Cuando le dije al despachante de nafta que me estaba cobrando más de lo que había marcado el surtidor, se excusó apelando a una supuesta “confusión en el escaneo” y me cambió el QR (¡por otro!) para corregir el error y a la espera, por supuesto, de que el próximo incauto que omita chequear el ticket contra su consumo real le permita continuar asegurándose el sobresueldo del que nadie parece enterarse…Es que para muchos infractores -como ya lo contaba Discépolo- “el que no llora, no mama, y el que no afana, es un gil...”

Adelantarse por la banquina en una ruta, colgarse de la IA para copiarse en un examen o coimear a alguien a cambio de favores o perdones, son actitudes que suelen formar parte de prontuarios salpicados de sutiles atajos moralmente reprochables, aunque socialmente todavía aparentemente tolerables. Al menos, hasta cierto grado. Como si sólo fueran determinados excesos los que pueden agotar la tolerancia convivencial, siempre y cuando un gol con la mano no ponga en riesgo la copa de un Mundial de fútbol…

No es fácil identificar la frontera movediza del comportamiento humano a partir de la cual lo razonable se vuelve excesivo... Pareciera que hay un pequeño diablo ventajero -a menudo bastante astuto, pero poco escrupuloso- agazapado en el ADN de cada caminante y a la espera de una oportunidad que, en busca de eludir penalizaciones o de sumar recompensas, tiente a su costado tramposo o hasta, eventualmente, convoque a su alter ego corrupto.

FILAS LISTADAS:
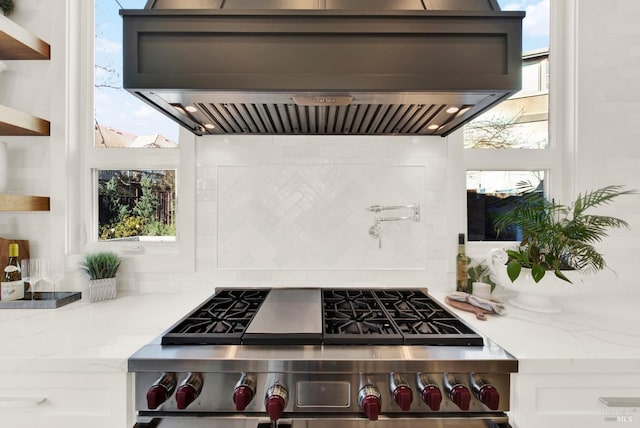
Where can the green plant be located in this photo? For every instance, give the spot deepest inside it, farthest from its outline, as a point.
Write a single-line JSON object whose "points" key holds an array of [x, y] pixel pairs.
{"points": [[558, 237], [478, 271], [101, 265], [7, 6]]}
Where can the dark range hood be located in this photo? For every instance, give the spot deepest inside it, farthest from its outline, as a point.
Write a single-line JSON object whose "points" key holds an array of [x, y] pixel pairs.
{"points": [[335, 67]]}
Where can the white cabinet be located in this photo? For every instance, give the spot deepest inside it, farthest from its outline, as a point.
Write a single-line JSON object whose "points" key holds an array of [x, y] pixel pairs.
{"points": [[65, 400], [559, 400]]}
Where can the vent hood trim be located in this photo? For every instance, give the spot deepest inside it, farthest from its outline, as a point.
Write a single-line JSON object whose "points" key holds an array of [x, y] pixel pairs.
{"points": [[241, 72]]}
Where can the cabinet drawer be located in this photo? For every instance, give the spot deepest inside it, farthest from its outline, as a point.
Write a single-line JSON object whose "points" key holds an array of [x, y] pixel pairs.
{"points": [[560, 400]]}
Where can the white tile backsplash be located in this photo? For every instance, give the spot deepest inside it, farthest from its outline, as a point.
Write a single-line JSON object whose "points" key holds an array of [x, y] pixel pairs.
{"points": [[291, 210]]}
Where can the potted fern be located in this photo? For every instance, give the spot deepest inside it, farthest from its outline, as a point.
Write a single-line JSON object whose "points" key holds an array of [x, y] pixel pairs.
{"points": [[102, 268], [7, 7], [556, 238]]}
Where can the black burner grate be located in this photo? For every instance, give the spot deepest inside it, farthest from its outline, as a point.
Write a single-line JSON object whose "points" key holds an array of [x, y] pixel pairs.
{"points": [[422, 321], [350, 317], [220, 320], [355, 317]]}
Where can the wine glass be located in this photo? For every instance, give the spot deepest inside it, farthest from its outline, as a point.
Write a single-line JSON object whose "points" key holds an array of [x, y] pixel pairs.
{"points": [[37, 271], [25, 273], [54, 273]]}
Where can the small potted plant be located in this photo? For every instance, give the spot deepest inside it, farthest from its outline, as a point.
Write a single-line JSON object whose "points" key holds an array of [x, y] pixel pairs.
{"points": [[101, 268], [6, 6], [558, 237]]}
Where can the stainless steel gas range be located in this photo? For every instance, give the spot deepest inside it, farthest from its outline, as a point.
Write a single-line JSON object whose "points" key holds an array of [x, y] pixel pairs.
{"points": [[340, 358]]}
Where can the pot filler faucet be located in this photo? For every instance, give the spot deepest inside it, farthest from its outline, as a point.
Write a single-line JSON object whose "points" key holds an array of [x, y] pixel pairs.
{"points": [[375, 231]]}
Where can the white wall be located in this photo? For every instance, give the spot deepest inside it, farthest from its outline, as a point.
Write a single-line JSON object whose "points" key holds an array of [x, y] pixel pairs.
{"points": [[608, 120], [608, 127]]}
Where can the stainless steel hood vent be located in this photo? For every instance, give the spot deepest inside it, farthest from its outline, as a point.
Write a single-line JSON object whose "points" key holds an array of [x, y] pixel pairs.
{"points": [[338, 67]]}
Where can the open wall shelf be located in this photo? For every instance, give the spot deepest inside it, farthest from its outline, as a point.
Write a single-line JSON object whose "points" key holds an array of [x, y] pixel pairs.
{"points": [[10, 202], [16, 43]]}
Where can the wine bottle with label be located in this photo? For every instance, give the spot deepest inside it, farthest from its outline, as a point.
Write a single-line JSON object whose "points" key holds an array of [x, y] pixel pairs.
{"points": [[12, 285], [461, 266]]}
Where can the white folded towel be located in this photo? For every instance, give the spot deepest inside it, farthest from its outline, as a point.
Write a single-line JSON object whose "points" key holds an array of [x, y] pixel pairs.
{"points": [[487, 305]]}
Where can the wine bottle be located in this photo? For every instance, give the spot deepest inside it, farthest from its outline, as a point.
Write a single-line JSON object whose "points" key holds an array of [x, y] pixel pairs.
{"points": [[12, 286], [461, 266]]}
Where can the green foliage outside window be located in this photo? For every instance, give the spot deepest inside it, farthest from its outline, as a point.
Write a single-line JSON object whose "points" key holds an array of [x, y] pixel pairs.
{"points": [[130, 204]]}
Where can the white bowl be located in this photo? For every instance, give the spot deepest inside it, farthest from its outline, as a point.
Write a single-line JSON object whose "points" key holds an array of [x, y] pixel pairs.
{"points": [[532, 296]]}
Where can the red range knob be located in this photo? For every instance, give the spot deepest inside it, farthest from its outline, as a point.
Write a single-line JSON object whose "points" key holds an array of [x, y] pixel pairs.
{"points": [[156, 395], [403, 396], [185, 395], [275, 405], [461, 396], [489, 396], [371, 407], [242, 396], [432, 397]]}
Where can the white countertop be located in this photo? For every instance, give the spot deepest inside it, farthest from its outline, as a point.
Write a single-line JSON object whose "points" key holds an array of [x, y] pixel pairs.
{"points": [[84, 336], [594, 332]]}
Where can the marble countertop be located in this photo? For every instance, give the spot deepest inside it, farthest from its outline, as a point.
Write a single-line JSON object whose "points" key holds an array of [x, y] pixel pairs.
{"points": [[84, 336], [594, 332]]}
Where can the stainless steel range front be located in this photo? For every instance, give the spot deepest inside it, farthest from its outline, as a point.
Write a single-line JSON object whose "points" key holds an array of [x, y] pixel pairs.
{"points": [[320, 358]]}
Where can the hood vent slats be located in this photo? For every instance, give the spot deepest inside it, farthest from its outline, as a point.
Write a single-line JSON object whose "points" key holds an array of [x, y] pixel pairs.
{"points": [[356, 119]]}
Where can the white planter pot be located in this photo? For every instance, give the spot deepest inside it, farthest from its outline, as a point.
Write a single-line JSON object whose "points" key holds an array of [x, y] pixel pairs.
{"points": [[532, 296], [102, 289]]}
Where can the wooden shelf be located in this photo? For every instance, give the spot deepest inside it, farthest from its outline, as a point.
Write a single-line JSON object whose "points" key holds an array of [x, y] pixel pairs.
{"points": [[17, 123], [10, 202], [16, 43]]}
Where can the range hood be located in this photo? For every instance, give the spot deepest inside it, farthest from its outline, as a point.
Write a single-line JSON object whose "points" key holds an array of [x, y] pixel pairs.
{"points": [[336, 67]]}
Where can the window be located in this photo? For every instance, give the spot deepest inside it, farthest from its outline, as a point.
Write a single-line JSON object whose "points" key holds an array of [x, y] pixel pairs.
{"points": [[140, 195], [510, 143], [137, 205]]}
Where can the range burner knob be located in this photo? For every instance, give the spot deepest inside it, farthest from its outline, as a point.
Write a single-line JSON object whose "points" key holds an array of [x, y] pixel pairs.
{"points": [[432, 397], [461, 396], [244, 391], [242, 396], [489, 396], [276, 401], [370, 402], [457, 392], [401, 392], [189, 390], [486, 393], [429, 391], [161, 390]]}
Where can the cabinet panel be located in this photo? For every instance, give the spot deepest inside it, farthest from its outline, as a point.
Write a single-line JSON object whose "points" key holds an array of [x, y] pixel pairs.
{"points": [[559, 400]]}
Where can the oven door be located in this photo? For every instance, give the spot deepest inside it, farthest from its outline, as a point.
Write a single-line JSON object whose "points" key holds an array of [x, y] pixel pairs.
{"points": [[238, 421]]}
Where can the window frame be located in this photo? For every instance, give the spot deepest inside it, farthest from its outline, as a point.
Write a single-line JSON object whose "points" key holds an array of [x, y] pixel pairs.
{"points": [[178, 256], [558, 160]]}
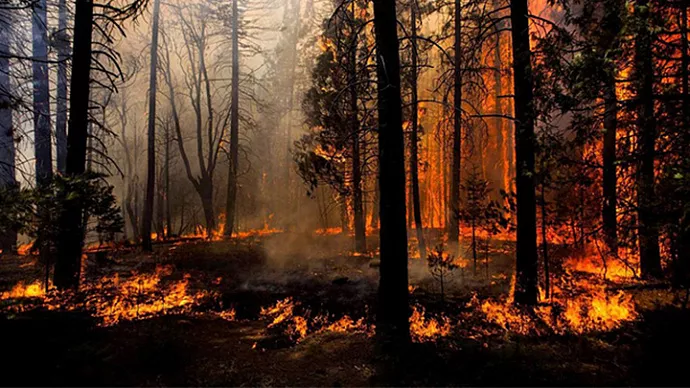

DESAFÍOS:
1. Reescribe el texto sobre las trampas cotidianas en todo lo que va desde "No es fácil" hasta "alter ego corrupto.", renombrando "diablo" como "duende".
2. Extrae de las filas cada línea que contenga la palabra "bottle". Distingue entre mayúsculas y minúsculas.

RESULTADOS DE LAS TAREAS:
1.
No es fácil identificar la frontera movediza del comportamiento humano a partir de la cual lo razonable se vuelve excesivo... Pareciera que hay un pequeño duende ventajero -a menudo bastante astuto, pero poco escrupuloso- agazapado en el ADN de cada caminante y a la espera de una oportunidad que, en busca de eludir penalizaciones o de sumar recompensas, tiente a su costado tramposo o hasta, eventualmente, convoque a su alter ego corrupto.

2.
Where can the wine bottle with label be located in this photo? For every instance, give the spot deepest inside it, farthest from its outline, as a point.
Where can the wine bottle be located in this photo? For every instance, give the spot deepest inside it, farthest from its outline, as a point.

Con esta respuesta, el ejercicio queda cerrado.